Provided entries:

★ ★ ★ ★ ★

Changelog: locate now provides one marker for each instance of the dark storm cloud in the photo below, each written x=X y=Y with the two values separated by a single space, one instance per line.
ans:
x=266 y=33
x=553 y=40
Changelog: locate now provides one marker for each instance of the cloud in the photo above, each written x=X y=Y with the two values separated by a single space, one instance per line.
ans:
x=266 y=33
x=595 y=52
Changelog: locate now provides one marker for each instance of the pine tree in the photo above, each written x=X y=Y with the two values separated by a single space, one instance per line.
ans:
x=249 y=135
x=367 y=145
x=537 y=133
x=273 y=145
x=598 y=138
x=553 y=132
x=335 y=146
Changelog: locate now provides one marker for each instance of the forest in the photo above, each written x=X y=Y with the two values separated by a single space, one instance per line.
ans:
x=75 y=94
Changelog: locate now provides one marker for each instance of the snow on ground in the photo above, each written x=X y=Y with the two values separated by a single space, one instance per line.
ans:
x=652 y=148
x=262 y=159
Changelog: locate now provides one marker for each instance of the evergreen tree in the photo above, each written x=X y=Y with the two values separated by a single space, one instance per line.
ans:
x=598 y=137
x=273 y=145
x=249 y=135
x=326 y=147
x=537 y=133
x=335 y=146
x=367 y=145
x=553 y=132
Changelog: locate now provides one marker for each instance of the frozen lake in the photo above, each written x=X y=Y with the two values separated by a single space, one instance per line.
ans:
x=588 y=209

★ ★ ★ ★ ★

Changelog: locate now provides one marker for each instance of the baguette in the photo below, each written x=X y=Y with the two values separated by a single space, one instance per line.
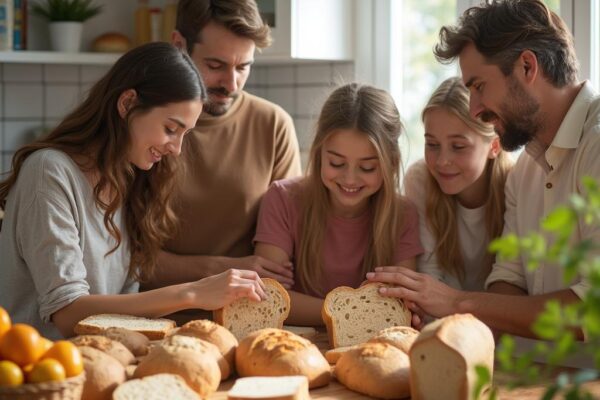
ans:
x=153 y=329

★ ★ ★ ★ ★

What the task asks:
Please reproduce the entries from the line with "of the frozen" to the line with "x=588 y=209", changing "frozen lake" to "ice-covered lake" and leaving everything else as it is.

Exercise output:
Changelog: locate now provides one marker for each instance of the ice-covered lake in the photo above, each written x=X y=Y with the two values separated by a single space, one instance per line.
ans:
x=588 y=209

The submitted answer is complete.